* Requirement *
Please collect each line in the records below that contains the word "folder". Case counts.

* Dataset extract *
------------
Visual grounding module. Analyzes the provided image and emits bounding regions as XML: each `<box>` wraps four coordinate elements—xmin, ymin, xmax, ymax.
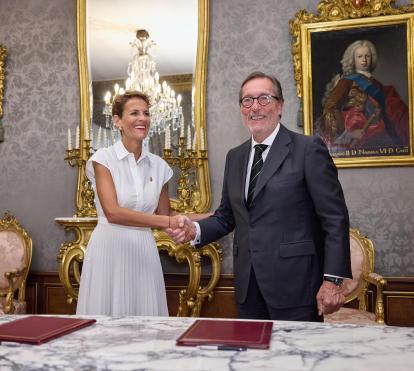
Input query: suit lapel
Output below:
<box><xmin>253</xmin><ymin>125</ymin><xmax>291</xmax><ymax>199</ymax></box>
<box><xmin>238</xmin><ymin>139</ymin><xmax>252</xmax><ymax>206</ymax></box>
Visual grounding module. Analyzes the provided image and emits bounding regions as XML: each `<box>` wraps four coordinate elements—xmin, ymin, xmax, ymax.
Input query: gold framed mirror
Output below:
<box><xmin>76</xmin><ymin>0</ymin><xmax>211</xmax><ymax>216</ymax></box>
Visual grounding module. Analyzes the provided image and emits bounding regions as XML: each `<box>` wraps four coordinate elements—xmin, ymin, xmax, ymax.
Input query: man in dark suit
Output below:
<box><xmin>170</xmin><ymin>72</ymin><xmax>351</xmax><ymax>321</ymax></box>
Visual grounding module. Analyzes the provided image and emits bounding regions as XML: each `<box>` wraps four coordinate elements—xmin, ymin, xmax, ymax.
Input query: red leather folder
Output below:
<box><xmin>177</xmin><ymin>319</ymin><xmax>273</xmax><ymax>349</ymax></box>
<box><xmin>0</xmin><ymin>316</ymin><xmax>96</xmax><ymax>345</ymax></box>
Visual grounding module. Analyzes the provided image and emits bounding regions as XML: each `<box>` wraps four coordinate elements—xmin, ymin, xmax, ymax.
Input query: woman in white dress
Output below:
<box><xmin>76</xmin><ymin>91</ymin><xmax>185</xmax><ymax>316</ymax></box>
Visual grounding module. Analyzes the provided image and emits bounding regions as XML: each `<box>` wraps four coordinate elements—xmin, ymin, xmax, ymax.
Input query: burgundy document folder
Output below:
<box><xmin>177</xmin><ymin>319</ymin><xmax>273</xmax><ymax>349</ymax></box>
<box><xmin>0</xmin><ymin>316</ymin><xmax>96</xmax><ymax>345</ymax></box>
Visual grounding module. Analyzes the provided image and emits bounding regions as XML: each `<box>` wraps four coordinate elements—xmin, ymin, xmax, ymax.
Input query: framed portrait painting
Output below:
<box><xmin>290</xmin><ymin>0</ymin><xmax>414</xmax><ymax>167</ymax></box>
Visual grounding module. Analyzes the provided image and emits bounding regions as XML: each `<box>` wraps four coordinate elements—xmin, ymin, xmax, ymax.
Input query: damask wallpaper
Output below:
<box><xmin>0</xmin><ymin>0</ymin><xmax>414</xmax><ymax>276</ymax></box>
<box><xmin>0</xmin><ymin>0</ymin><xmax>79</xmax><ymax>271</ymax></box>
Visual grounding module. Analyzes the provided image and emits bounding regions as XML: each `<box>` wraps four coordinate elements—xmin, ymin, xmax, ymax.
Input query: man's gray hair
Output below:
<box><xmin>341</xmin><ymin>40</ymin><xmax>377</xmax><ymax>75</ymax></box>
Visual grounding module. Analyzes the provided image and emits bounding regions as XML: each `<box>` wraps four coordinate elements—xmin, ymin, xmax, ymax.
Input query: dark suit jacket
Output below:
<box><xmin>199</xmin><ymin>125</ymin><xmax>352</xmax><ymax>308</ymax></box>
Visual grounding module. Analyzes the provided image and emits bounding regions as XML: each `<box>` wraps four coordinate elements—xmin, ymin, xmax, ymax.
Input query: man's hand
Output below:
<box><xmin>165</xmin><ymin>215</ymin><xmax>197</xmax><ymax>243</ymax></box>
<box><xmin>316</xmin><ymin>281</ymin><xmax>345</xmax><ymax>316</ymax></box>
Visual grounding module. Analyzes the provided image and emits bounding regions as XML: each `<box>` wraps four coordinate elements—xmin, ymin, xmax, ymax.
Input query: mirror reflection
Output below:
<box><xmin>86</xmin><ymin>0</ymin><xmax>198</xmax><ymax>196</ymax></box>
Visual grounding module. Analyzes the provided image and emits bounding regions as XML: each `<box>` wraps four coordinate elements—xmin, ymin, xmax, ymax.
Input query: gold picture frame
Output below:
<box><xmin>0</xmin><ymin>44</ymin><xmax>7</xmax><ymax>142</ymax></box>
<box><xmin>289</xmin><ymin>0</ymin><xmax>414</xmax><ymax>167</ymax></box>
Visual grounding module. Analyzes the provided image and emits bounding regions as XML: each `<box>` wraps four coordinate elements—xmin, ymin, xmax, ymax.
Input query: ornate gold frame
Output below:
<box><xmin>55</xmin><ymin>0</ymin><xmax>222</xmax><ymax>317</ymax></box>
<box><xmin>345</xmin><ymin>228</ymin><xmax>387</xmax><ymax>324</ymax></box>
<box><xmin>289</xmin><ymin>0</ymin><xmax>414</xmax><ymax>167</ymax></box>
<box><xmin>0</xmin><ymin>211</ymin><xmax>32</xmax><ymax>314</ymax></box>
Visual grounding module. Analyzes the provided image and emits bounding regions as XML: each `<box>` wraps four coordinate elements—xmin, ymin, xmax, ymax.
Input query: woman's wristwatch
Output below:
<box><xmin>323</xmin><ymin>276</ymin><xmax>344</xmax><ymax>287</ymax></box>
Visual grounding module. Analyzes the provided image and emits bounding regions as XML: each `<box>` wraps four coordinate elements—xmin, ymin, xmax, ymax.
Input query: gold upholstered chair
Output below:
<box><xmin>325</xmin><ymin>229</ymin><xmax>386</xmax><ymax>325</ymax></box>
<box><xmin>0</xmin><ymin>211</ymin><xmax>32</xmax><ymax>314</ymax></box>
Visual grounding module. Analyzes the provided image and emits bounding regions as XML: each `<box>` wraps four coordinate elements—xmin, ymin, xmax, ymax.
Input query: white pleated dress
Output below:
<box><xmin>76</xmin><ymin>141</ymin><xmax>173</xmax><ymax>317</ymax></box>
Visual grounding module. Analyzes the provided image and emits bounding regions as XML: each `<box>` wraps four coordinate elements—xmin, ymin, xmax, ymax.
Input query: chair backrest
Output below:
<box><xmin>0</xmin><ymin>211</ymin><xmax>32</xmax><ymax>300</ymax></box>
<box><xmin>344</xmin><ymin>228</ymin><xmax>374</xmax><ymax>310</ymax></box>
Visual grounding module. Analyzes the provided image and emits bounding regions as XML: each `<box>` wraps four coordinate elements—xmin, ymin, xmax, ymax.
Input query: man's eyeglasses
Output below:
<box><xmin>240</xmin><ymin>94</ymin><xmax>279</xmax><ymax>108</ymax></box>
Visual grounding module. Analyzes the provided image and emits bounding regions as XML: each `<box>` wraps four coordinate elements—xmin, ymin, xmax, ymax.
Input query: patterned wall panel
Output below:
<box><xmin>0</xmin><ymin>0</ymin><xmax>79</xmax><ymax>270</ymax></box>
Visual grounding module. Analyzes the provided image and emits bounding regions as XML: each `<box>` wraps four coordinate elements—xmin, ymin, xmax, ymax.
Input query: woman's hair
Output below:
<box><xmin>341</xmin><ymin>40</ymin><xmax>377</xmax><ymax>75</ymax></box>
<box><xmin>112</xmin><ymin>90</ymin><xmax>151</xmax><ymax>117</ymax></box>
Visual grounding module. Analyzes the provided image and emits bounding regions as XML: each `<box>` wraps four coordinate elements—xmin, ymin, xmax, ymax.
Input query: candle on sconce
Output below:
<box><xmin>193</xmin><ymin>130</ymin><xmax>197</xmax><ymax>151</ymax></box>
<box><xmin>200</xmin><ymin>128</ymin><xmax>205</xmax><ymax>151</ymax></box>
<box><xmin>103</xmin><ymin>129</ymin><xmax>108</xmax><ymax>147</ymax></box>
<box><xmin>96</xmin><ymin>126</ymin><xmax>102</xmax><ymax>149</ymax></box>
<box><xmin>180</xmin><ymin>114</ymin><xmax>185</xmax><ymax>138</ymax></box>
<box><xmin>187</xmin><ymin>125</ymin><xmax>191</xmax><ymax>151</ymax></box>
<box><xmin>104</xmin><ymin>91</ymin><xmax>111</xmax><ymax>105</ymax></box>
<box><xmin>85</xmin><ymin>121</ymin><xmax>89</xmax><ymax>140</ymax></box>
<box><xmin>164</xmin><ymin>127</ymin><xmax>171</xmax><ymax>149</ymax></box>
<box><xmin>110</xmin><ymin>130</ymin><xmax>115</xmax><ymax>144</ymax></box>
<box><xmin>68</xmin><ymin>128</ymin><xmax>72</xmax><ymax>151</ymax></box>
<box><xmin>75</xmin><ymin>125</ymin><xmax>80</xmax><ymax>149</ymax></box>
<box><xmin>90</xmin><ymin>124</ymin><xmax>94</xmax><ymax>149</ymax></box>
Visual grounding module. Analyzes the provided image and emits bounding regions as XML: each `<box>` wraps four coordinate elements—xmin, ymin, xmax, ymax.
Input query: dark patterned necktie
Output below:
<box><xmin>247</xmin><ymin>144</ymin><xmax>267</xmax><ymax>207</ymax></box>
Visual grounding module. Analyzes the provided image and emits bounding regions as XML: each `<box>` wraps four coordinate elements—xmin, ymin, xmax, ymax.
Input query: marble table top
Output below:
<box><xmin>0</xmin><ymin>316</ymin><xmax>414</xmax><ymax>371</ymax></box>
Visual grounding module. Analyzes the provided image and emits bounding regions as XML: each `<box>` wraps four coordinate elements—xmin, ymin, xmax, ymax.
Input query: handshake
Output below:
<box><xmin>164</xmin><ymin>215</ymin><xmax>197</xmax><ymax>243</ymax></box>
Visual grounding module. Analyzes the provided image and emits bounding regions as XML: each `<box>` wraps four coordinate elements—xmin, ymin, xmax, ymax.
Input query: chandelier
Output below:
<box><xmin>103</xmin><ymin>30</ymin><xmax>184</xmax><ymax>138</ymax></box>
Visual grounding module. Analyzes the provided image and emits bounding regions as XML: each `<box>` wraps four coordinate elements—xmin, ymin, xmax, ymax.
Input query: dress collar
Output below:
<box><xmin>114</xmin><ymin>140</ymin><xmax>149</xmax><ymax>162</ymax></box>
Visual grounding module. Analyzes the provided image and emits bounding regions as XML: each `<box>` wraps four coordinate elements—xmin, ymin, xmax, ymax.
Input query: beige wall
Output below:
<box><xmin>0</xmin><ymin>0</ymin><xmax>414</xmax><ymax>276</ymax></box>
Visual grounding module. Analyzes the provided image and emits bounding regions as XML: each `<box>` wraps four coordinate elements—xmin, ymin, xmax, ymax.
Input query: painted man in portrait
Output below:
<box><xmin>315</xmin><ymin>40</ymin><xmax>409</xmax><ymax>150</ymax></box>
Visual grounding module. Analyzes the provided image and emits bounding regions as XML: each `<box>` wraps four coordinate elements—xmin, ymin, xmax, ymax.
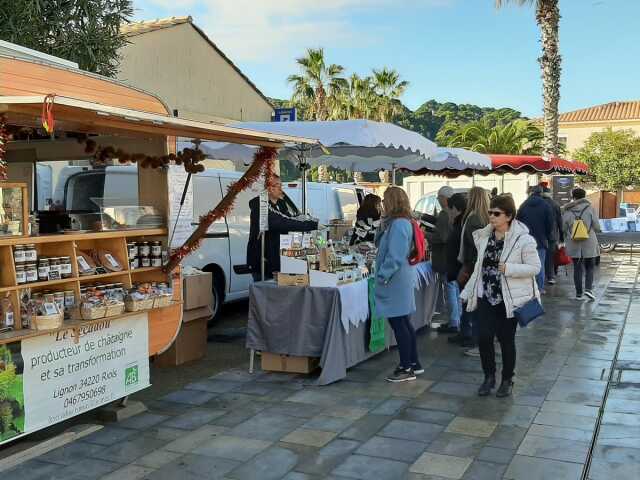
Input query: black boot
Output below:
<box><xmin>478</xmin><ymin>375</ymin><xmax>496</xmax><ymax>397</ymax></box>
<box><xmin>496</xmin><ymin>379</ymin><xmax>513</xmax><ymax>398</ymax></box>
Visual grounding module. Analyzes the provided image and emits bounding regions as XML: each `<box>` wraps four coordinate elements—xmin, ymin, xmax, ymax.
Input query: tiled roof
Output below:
<box><xmin>120</xmin><ymin>17</ymin><xmax>193</xmax><ymax>37</ymax></box>
<box><xmin>120</xmin><ymin>16</ymin><xmax>273</xmax><ymax>108</ymax></box>
<box><xmin>560</xmin><ymin>101</ymin><xmax>640</xmax><ymax>123</ymax></box>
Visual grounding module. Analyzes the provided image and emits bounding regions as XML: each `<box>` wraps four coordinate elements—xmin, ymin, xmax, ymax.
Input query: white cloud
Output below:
<box><xmin>135</xmin><ymin>0</ymin><xmax>456</xmax><ymax>64</ymax></box>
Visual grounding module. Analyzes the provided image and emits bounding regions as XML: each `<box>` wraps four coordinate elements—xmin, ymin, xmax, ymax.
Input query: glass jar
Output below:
<box><xmin>60</xmin><ymin>257</ymin><xmax>73</xmax><ymax>278</ymax></box>
<box><xmin>64</xmin><ymin>290</ymin><xmax>76</xmax><ymax>308</ymax></box>
<box><xmin>24</xmin><ymin>243</ymin><xmax>38</xmax><ymax>263</ymax></box>
<box><xmin>151</xmin><ymin>240</ymin><xmax>162</xmax><ymax>257</ymax></box>
<box><xmin>16</xmin><ymin>265</ymin><xmax>27</xmax><ymax>285</ymax></box>
<box><xmin>138</xmin><ymin>242</ymin><xmax>151</xmax><ymax>257</ymax></box>
<box><xmin>24</xmin><ymin>263</ymin><xmax>38</xmax><ymax>283</ymax></box>
<box><xmin>13</xmin><ymin>245</ymin><xmax>26</xmax><ymax>267</ymax></box>
<box><xmin>37</xmin><ymin>258</ymin><xmax>51</xmax><ymax>282</ymax></box>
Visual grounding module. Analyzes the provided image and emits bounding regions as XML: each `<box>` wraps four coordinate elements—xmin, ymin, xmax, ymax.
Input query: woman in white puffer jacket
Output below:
<box><xmin>460</xmin><ymin>195</ymin><xmax>540</xmax><ymax>397</ymax></box>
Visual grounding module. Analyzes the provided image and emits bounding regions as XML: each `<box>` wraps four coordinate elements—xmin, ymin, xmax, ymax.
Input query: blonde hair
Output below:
<box><xmin>464</xmin><ymin>187</ymin><xmax>491</xmax><ymax>225</ymax></box>
<box><xmin>384</xmin><ymin>187</ymin><xmax>411</xmax><ymax>218</ymax></box>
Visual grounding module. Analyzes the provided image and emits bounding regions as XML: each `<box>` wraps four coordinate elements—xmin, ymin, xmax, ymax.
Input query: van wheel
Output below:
<box><xmin>209</xmin><ymin>274</ymin><xmax>224</xmax><ymax>323</ymax></box>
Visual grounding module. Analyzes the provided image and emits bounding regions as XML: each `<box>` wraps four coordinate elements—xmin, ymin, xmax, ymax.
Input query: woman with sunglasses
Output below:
<box><xmin>461</xmin><ymin>195</ymin><xmax>540</xmax><ymax>397</ymax></box>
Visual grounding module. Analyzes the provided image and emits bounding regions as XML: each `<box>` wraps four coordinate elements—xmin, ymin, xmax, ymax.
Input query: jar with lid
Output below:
<box><xmin>64</xmin><ymin>290</ymin><xmax>76</xmax><ymax>309</ymax></box>
<box><xmin>127</xmin><ymin>242</ymin><xmax>138</xmax><ymax>260</ymax></box>
<box><xmin>24</xmin><ymin>243</ymin><xmax>38</xmax><ymax>263</ymax></box>
<box><xmin>13</xmin><ymin>245</ymin><xmax>26</xmax><ymax>267</ymax></box>
<box><xmin>151</xmin><ymin>255</ymin><xmax>162</xmax><ymax>267</ymax></box>
<box><xmin>37</xmin><ymin>258</ymin><xmax>51</xmax><ymax>282</ymax></box>
<box><xmin>49</xmin><ymin>257</ymin><xmax>61</xmax><ymax>276</ymax></box>
<box><xmin>16</xmin><ymin>265</ymin><xmax>27</xmax><ymax>285</ymax></box>
<box><xmin>138</xmin><ymin>242</ymin><xmax>151</xmax><ymax>258</ymax></box>
<box><xmin>60</xmin><ymin>257</ymin><xmax>73</xmax><ymax>278</ymax></box>
<box><xmin>151</xmin><ymin>240</ymin><xmax>162</xmax><ymax>257</ymax></box>
<box><xmin>24</xmin><ymin>263</ymin><xmax>38</xmax><ymax>283</ymax></box>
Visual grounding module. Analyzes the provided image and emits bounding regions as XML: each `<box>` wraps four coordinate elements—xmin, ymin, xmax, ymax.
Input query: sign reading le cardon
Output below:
<box><xmin>0</xmin><ymin>313</ymin><xmax>149</xmax><ymax>444</ymax></box>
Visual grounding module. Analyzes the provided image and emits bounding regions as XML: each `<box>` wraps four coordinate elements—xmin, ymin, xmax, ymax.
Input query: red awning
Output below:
<box><xmin>490</xmin><ymin>155</ymin><xmax>589</xmax><ymax>175</ymax></box>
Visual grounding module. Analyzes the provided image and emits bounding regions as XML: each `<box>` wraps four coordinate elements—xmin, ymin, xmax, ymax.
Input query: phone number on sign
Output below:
<box><xmin>64</xmin><ymin>385</ymin><xmax>107</xmax><ymax>408</ymax></box>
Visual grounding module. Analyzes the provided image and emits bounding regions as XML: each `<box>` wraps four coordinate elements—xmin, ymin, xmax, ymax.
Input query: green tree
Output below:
<box><xmin>436</xmin><ymin>119</ymin><xmax>542</xmax><ymax>155</ymax></box>
<box><xmin>495</xmin><ymin>0</ymin><xmax>562</xmax><ymax>156</ymax></box>
<box><xmin>287</xmin><ymin>48</ymin><xmax>347</xmax><ymax>120</ymax></box>
<box><xmin>373</xmin><ymin>67</ymin><xmax>409</xmax><ymax>122</ymax></box>
<box><xmin>0</xmin><ymin>0</ymin><xmax>133</xmax><ymax>77</ymax></box>
<box><xmin>573</xmin><ymin>128</ymin><xmax>640</xmax><ymax>192</ymax></box>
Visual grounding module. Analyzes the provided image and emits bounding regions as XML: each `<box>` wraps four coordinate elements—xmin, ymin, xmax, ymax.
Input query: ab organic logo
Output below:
<box><xmin>124</xmin><ymin>364</ymin><xmax>138</xmax><ymax>387</ymax></box>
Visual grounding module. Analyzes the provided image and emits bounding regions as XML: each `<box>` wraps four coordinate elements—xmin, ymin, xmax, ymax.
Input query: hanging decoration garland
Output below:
<box><xmin>164</xmin><ymin>147</ymin><xmax>278</xmax><ymax>272</ymax></box>
<box><xmin>0</xmin><ymin>115</ymin><xmax>9</xmax><ymax>180</ymax></box>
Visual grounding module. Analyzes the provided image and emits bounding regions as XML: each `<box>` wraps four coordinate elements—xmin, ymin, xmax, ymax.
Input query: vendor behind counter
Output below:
<box><xmin>247</xmin><ymin>177</ymin><xmax>318</xmax><ymax>281</ymax></box>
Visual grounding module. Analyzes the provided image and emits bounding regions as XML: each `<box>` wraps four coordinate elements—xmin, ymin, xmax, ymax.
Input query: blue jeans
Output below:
<box><xmin>447</xmin><ymin>280</ymin><xmax>462</xmax><ymax>328</ymax></box>
<box><xmin>536</xmin><ymin>248</ymin><xmax>547</xmax><ymax>291</ymax></box>
<box><xmin>388</xmin><ymin>315</ymin><xmax>420</xmax><ymax>369</ymax></box>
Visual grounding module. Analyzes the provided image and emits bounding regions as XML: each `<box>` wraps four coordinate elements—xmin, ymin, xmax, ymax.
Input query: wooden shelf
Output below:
<box><xmin>0</xmin><ymin>277</ymin><xmax>78</xmax><ymax>293</ymax></box>
<box><xmin>78</xmin><ymin>270</ymin><xmax>129</xmax><ymax>282</ymax></box>
<box><xmin>0</xmin><ymin>302</ymin><xmax>182</xmax><ymax>345</ymax></box>
<box><xmin>0</xmin><ymin>228</ymin><xmax>168</xmax><ymax>245</ymax></box>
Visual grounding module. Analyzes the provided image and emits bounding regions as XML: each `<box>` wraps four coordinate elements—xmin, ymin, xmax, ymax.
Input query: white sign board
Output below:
<box><xmin>0</xmin><ymin>313</ymin><xmax>149</xmax><ymax>444</ymax></box>
<box><xmin>167</xmin><ymin>165</ymin><xmax>196</xmax><ymax>248</ymax></box>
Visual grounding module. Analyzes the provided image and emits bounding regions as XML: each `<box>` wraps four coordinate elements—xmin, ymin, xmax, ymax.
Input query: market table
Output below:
<box><xmin>247</xmin><ymin>263</ymin><xmax>440</xmax><ymax>385</ymax></box>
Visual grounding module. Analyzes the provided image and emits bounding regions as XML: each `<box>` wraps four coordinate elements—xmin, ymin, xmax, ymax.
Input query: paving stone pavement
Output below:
<box><xmin>3</xmin><ymin>256</ymin><xmax>640</xmax><ymax>480</ymax></box>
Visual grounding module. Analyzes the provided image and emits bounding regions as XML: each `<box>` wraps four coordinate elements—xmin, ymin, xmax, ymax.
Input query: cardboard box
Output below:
<box><xmin>182</xmin><ymin>272</ymin><xmax>213</xmax><ymax>310</ymax></box>
<box><xmin>276</xmin><ymin>272</ymin><xmax>309</xmax><ymax>287</ymax></box>
<box><xmin>262</xmin><ymin>352</ymin><xmax>320</xmax><ymax>373</ymax></box>
<box><xmin>155</xmin><ymin>307</ymin><xmax>212</xmax><ymax>367</ymax></box>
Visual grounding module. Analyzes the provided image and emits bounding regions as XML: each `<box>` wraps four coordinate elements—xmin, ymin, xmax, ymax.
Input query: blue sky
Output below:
<box><xmin>134</xmin><ymin>0</ymin><xmax>640</xmax><ymax>116</ymax></box>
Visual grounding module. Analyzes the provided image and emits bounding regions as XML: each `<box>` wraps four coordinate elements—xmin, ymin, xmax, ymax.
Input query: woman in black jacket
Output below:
<box><xmin>349</xmin><ymin>193</ymin><xmax>382</xmax><ymax>245</ymax></box>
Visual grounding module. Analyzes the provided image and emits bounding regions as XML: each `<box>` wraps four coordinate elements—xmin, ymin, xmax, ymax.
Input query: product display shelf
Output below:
<box><xmin>0</xmin><ymin>301</ymin><xmax>182</xmax><ymax>345</ymax></box>
<box><xmin>0</xmin><ymin>228</ymin><xmax>171</xmax><ymax>334</ymax></box>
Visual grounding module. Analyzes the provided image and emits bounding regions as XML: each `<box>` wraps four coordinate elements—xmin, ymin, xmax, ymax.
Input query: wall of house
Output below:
<box><xmin>118</xmin><ymin>23</ymin><xmax>273</xmax><ymax>122</ymax></box>
<box><xmin>558</xmin><ymin>119</ymin><xmax>640</xmax><ymax>159</ymax></box>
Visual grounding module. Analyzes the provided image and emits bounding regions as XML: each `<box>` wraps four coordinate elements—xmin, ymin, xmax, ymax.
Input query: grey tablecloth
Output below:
<box><xmin>247</xmin><ymin>276</ymin><xmax>441</xmax><ymax>385</ymax></box>
<box><xmin>597</xmin><ymin>232</ymin><xmax>640</xmax><ymax>244</ymax></box>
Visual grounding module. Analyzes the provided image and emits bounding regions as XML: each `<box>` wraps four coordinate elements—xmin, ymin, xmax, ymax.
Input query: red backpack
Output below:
<box><xmin>408</xmin><ymin>219</ymin><xmax>427</xmax><ymax>265</ymax></box>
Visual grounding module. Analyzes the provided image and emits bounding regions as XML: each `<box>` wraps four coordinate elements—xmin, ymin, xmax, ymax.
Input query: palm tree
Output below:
<box><xmin>287</xmin><ymin>48</ymin><xmax>346</xmax><ymax>120</ymax></box>
<box><xmin>436</xmin><ymin>119</ymin><xmax>542</xmax><ymax>155</ymax></box>
<box><xmin>495</xmin><ymin>0</ymin><xmax>561</xmax><ymax>157</ymax></box>
<box><xmin>373</xmin><ymin>67</ymin><xmax>409</xmax><ymax>122</ymax></box>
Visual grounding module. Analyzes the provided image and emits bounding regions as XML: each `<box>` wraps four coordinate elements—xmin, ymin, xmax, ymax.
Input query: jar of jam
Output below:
<box><xmin>60</xmin><ymin>257</ymin><xmax>73</xmax><ymax>278</ymax></box>
<box><xmin>138</xmin><ymin>242</ymin><xmax>151</xmax><ymax>257</ymax></box>
<box><xmin>37</xmin><ymin>258</ymin><xmax>51</xmax><ymax>282</ymax></box>
<box><xmin>13</xmin><ymin>245</ymin><xmax>26</xmax><ymax>266</ymax></box>
<box><xmin>151</xmin><ymin>240</ymin><xmax>162</xmax><ymax>257</ymax></box>
<box><xmin>24</xmin><ymin>243</ymin><xmax>38</xmax><ymax>263</ymax></box>
<box><xmin>16</xmin><ymin>265</ymin><xmax>27</xmax><ymax>285</ymax></box>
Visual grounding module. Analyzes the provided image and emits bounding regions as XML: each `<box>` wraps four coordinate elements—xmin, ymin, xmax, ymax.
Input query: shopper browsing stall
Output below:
<box><xmin>247</xmin><ymin>176</ymin><xmax>318</xmax><ymax>281</ymax></box>
<box><xmin>375</xmin><ymin>187</ymin><xmax>424</xmax><ymax>382</ymax></box>
<box><xmin>461</xmin><ymin>195</ymin><xmax>540</xmax><ymax>397</ymax></box>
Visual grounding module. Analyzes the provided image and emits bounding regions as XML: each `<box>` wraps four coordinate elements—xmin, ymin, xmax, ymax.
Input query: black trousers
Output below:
<box><xmin>573</xmin><ymin>258</ymin><xmax>596</xmax><ymax>295</ymax></box>
<box><xmin>389</xmin><ymin>315</ymin><xmax>420</xmax><ymax>368</ymax></box>
<box><xmin>474</xmin><ymin>298</ymin><xmax>518</xmax><ymax>381</ymax></box>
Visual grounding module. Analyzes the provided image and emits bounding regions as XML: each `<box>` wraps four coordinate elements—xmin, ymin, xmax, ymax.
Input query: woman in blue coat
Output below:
------------
* Full output *
Input query: red leather folder
Input query: burgundy document folder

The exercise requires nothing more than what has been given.